++++ DATA FOR PROCESSING

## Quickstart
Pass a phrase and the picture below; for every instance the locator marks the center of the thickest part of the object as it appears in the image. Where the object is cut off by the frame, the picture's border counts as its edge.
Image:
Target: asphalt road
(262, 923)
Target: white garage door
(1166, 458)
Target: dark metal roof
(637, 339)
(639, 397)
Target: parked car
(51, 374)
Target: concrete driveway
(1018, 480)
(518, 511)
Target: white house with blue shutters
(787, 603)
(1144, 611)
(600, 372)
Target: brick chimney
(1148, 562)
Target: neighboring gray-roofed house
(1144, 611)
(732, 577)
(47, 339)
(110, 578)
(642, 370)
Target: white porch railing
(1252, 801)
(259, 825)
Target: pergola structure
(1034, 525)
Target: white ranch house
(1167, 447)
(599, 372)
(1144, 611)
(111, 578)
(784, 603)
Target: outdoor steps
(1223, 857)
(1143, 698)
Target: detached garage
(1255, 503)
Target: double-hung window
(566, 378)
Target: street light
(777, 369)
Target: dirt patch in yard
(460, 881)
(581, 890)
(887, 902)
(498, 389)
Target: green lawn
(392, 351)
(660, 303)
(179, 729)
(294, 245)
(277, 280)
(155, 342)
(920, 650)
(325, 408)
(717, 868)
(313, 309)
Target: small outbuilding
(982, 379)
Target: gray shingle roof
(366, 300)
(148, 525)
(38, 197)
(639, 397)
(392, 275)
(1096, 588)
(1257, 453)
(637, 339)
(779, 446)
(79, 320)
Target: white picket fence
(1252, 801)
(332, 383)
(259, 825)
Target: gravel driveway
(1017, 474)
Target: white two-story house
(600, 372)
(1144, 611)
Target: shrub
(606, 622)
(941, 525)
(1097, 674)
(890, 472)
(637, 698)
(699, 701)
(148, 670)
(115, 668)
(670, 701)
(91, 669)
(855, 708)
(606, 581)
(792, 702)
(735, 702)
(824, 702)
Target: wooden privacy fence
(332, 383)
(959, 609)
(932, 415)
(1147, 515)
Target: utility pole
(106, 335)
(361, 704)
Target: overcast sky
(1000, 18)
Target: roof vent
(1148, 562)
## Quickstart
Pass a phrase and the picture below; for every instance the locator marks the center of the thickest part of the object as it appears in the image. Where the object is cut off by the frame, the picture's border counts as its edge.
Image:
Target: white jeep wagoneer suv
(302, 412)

++++++++

Rewrite all of the rows above with "Target" changed to "Object" and nothing else altered.

## Quickstart
Pass a phrase and the picture below; for every instance the locator marks the center of the thickest part of the object as it appears in the image. Where the object is cut off by the frame, the picture's border counts as its edge.
Image:
Object: asphalt road
(262, 923)
Object: white garage door
(1166, 458)
Object: dark metal roof
(637, 339)
(639, 397)
Object: parked car
(51, 374)
Object: concrete driveway
(1018, 480)
(518, 511)
Object: white house with blue shutters
(787, 603)
(1144, 611)
(600, 372)
Object: brick chimney
(1148, 562)
Object: neighboring gray-roofed house
(1144, 611)
(732, 577)
(47, 339)
(110, 578)
(642, 370)
Object: white porch railing
(1252, 801)
(259, 825)
Object: pergola structure
(1034, 525)
Object: white ranch house
(1167, 447)
(599, 372)
(1144, 611)
(111, 578)
(784, 603)
Object: outdoor steps
(1223, 857)
(1143, 698)
Object: detached garage
(1255, 503)
Object: double-hung window
(566, 378)
Object: street light
(777, 369)
Object: dirt patch in yard
(460, 881)
(581, 890)
(887, 902)
(498, 389)
Object: green lawn
(392, 351)
(660, 303)
(179, 729)
(294, 245)
(277, 280)
(155, 342)
(920, 650)
(325, 408)
(717, 868)
(313, 309)
Object: small outbuilding
(982, 379)
Object: gray shingle roof
(366, 300)
(148, 525)
(38, 197)
(639, 397)
(392, 275)
(1096, 588)
(1257, 453)
(637, 339)
(779, 446)
(79, 320)
Object: white picket fence
(1252, 801)
(332, 383)
(259, 825)
Object: gravel driveway
(1017, 474)
Object: white two-story house
(600, 372)
(1144, 611)
Object: shrub
(606, 622)
(941, 525)
(1097, 674)
(890, 472)
(637, 698)
(699, 701)
(148, 670)
(115, 668)
(670, 701)
(91, 669)
(855, 708)
(606, 581)
(792, 702)
(735, 702)
(824, 702)
Object: wooden privacy fence
(332, 383)
(959, 609)
(932, 415)
(1147, 515)
Object: utility pole
(106, 335)
(361, 704)
Object: overcast sky
(1000, 18)
Object: roof vent
(1148, 562)
## Quickstart
Pass a phrase and the picture below; for every instance the locator marks the center of the thickest part of the object as it appears in the image. Where the object is cut off by the frame, the picture's border counts as its edge.
Image:
Object: white jeep wagoneer suv
(302, 412)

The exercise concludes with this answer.